--- Exercise requirements ---
All the data should be printed again exactly as written.

--- Records for this exercise ---
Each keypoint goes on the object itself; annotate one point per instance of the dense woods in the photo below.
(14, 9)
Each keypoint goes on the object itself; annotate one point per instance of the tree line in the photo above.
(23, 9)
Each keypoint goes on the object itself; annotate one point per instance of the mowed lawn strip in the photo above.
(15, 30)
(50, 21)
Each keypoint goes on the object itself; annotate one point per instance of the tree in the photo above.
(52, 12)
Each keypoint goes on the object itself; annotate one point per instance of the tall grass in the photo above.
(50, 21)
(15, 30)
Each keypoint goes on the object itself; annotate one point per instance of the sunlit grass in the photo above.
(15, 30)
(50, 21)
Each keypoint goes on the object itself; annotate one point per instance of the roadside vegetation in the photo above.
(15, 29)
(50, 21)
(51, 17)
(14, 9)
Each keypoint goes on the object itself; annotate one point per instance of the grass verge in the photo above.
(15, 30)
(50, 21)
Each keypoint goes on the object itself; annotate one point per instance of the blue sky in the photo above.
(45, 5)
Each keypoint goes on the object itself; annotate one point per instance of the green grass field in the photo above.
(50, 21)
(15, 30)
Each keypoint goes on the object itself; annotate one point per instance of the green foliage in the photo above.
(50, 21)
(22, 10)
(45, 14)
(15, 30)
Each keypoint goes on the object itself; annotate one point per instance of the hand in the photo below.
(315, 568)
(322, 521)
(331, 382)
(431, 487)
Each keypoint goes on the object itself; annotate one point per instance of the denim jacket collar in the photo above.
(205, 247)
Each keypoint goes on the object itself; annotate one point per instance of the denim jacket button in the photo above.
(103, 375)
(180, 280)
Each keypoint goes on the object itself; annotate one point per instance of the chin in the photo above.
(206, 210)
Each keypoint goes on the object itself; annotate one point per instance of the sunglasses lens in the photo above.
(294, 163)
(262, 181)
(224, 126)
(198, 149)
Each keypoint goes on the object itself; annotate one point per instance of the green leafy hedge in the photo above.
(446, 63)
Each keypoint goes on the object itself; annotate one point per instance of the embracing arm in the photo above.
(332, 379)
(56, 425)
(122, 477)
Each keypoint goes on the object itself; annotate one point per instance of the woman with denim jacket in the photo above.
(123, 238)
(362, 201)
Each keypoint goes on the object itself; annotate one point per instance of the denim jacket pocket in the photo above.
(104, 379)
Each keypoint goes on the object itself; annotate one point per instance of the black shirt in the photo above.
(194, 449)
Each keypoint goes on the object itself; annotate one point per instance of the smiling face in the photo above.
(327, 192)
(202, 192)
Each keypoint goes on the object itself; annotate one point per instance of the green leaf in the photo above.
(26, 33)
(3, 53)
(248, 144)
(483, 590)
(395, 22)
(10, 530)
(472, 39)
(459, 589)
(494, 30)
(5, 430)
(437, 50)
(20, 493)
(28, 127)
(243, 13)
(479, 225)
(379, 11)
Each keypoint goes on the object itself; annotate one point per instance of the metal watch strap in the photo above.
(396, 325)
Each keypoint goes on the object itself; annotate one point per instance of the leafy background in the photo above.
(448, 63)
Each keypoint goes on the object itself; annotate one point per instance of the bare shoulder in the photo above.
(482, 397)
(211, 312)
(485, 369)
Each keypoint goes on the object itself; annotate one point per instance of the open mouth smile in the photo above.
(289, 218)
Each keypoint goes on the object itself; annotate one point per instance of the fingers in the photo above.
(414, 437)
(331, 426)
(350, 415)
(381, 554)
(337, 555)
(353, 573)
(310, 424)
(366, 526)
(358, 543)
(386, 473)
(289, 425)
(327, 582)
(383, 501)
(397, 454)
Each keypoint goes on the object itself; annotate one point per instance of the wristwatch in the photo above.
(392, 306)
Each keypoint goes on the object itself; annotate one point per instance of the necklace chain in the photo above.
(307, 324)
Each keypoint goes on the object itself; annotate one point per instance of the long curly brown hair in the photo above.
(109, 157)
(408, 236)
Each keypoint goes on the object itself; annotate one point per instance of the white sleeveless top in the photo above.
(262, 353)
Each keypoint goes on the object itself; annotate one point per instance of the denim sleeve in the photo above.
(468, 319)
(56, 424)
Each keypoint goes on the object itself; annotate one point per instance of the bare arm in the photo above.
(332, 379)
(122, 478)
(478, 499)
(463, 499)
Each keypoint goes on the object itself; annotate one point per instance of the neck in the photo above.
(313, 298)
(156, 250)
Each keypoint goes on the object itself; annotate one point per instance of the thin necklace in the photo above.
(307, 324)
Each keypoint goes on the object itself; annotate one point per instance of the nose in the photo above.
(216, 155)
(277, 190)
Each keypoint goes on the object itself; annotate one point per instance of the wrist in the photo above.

--- Solution to the exercise ---
Each keypoint goes on the object itself; annotate one point per instance of the dense woods in the photo below.
(14, 9)
Each keypoint goes on the object itself; annotate one point per instance of the tree line in the photo above.
(23, 9)
Each keypoint goes on the object itself; annotate one point per instance of the mowed lawn strip in the photo above.
(15, 30)
(50, 21)
Each keypoint goes on the object itself; annotate one point per instance of the tree in the photo above.
(52, 12)
Each keypoint goes on the object itself; annotate one point per instance of the tall grass in the photo above.
(50, 21)
(15, 30)
Each keypoint goes on the object itself; annotate one point per instance of the sunlit grass in the photo above.
(15, 30)
(50, 21)
Each keypoint goes on the object itself; annotate one point per instance of the roadside vegetation in the photo above.
(15, 29)
(50, 21)
(51, 17)
(14, 9)
Each keypoint goes on the object itself; annotate one point per instance of the grass verge in the photo above.
(15, 30)
(50, 21)
Each keypoint goes on the object itself; annotate one point per instance of the blue sky in the photo above.
(45, 5)
Each keypoint goes on the object itself; annotate one point per instance of the green grass field in the photo above.
(50, 21)
(15, 30)
Each keypoint goes on the object itself; annotate one point per instance of the green foliage in the photo above.
(50, 21)
(22, 10)
(45, 14)
(15, 30)
Each keypoint goes on the object itself; annotate one point per instance of the hand in the photo below.
(315, 568)
(322, 521)
(331, 382)
(431, 487)
Each keypoint goes on the object itself; annotate one point per instance of the denim jacket collar in the photo above.
(205, 247)
Each keypoint goes on the object itself; annotate one point per instance of the denim jacket button in the photo above.
(103, 375)
(180, 280)
Each keypoint goes on the object itself; annotate one point per instance of the chin in the photo above.
(206, 210)
Each keypoint goes on the object itself; annotate one point per instance of the sunglasses lens in the photo above.
(294, 163)
(262, 181)
(224, 126)
(198, 149)
Each keypoint goes on the object itself; annotate one point per instance of the green leafy hedge in the photo above.
(446, 63)
Each keypoint goes on the object itself; annotate one point per instance of the embracing arm in the photo above.
(332, 379)
(56, 425)
(122, 477)
Each keypoint goes on the object itself; annotate one point per instance of the woman with denim jacket in the photo above.
(123, 238)
(362, 201)
Each keypoint goes on the object itself; annotate one point per instance of the denim jacket pocket in the photo above.
(104, 379)
Each keypoint goes on the object itself; annotate one point per instance of the black shirt in the photo above.
(194, 449)
Each keypoint goes on the object itself; annotate one point per instance of the smiling face in the photo above.
(327, 192)
(202, 192)
Each keypoint goes on the object itself; annotate one point per instance of the green leaf in the photo above.
(26, 33)
(3, 53)
(248, 144)
(483, 590)
(395, 22)
(10, 530)
(472, 39)
(459, 589)
(494, 30)
(5, 430)
(437, 50)
(20, 493)
(28, 127)
(243, 13)
(479, 225)
(379, 11)
Each keypoint goes on the object itself; annotate one point per instance of the metal watch strap in the photo above.
(396, 325)
Each keypoint goes on the object itself; annotate one point per instance of the leafy background in the photo above.
(448, 63)
Each keypoint goes on the object itself; annotate one point per instance of the bare shoulder in the photo above.
(482, 397)
(211, 312)
(485, 369)
Each keypoint goes on the object itself; annotate one point per instance of the open mouth smile in the photo above.
(289, 218)
Each keypoint goes on the object itself; annotate one point per instance of the fingers in the photo above.
(414, 437)
(331, 426)
(350, 415)
(381, 554)
(337, 555)
(353, 573)
(310, 424)
(366, 526)
(358, 543)
(386, 473)
(289, 425)
(327, 582)
(383, 501)
(397, 454)
Each keypoint goes on the object itself; annotate one point per instance of the wristwatch in the photo above.
(392, 306)
Each keypoint goes on the object itself; annotate one point per instance of the necklace chain in the photo above.
(307, 324)
Each keypoint goes on the object itself; annotate one point per instance of the long curly brown hair in the photo above.
(109, 157)
(408, 236)
Each keypoint goes on the object itself; annotate one point per instance of the white sleeveless top in the photo above.
(262, 353)
Each keypoint goes on the object itself; annotate one point per instance of the denim sleeve in the photo above.
(468, 319)
(56, 424)
Each keypoint goes on the object itself; annotate one point per instance of the bare arm in the photo above.
(332, 379)
(122, 478)
(478, 499)
(463, 499)
Each keypoint goes on the object itself; annotate one point per instance of the neck in the photo above.
(313, 298)
(156, 250)
Each keypoint goes on the object itself; annotate one point per instance of the thin necklace in the photo above.
(307, 324)
Each keypoint goes on the object itself; annotate one point per instance of the nose in the photo above.
(216, 155)
(277, 190)
Each keypoint goes on the object itself; annotate one point per instance of the wrist in the photo above.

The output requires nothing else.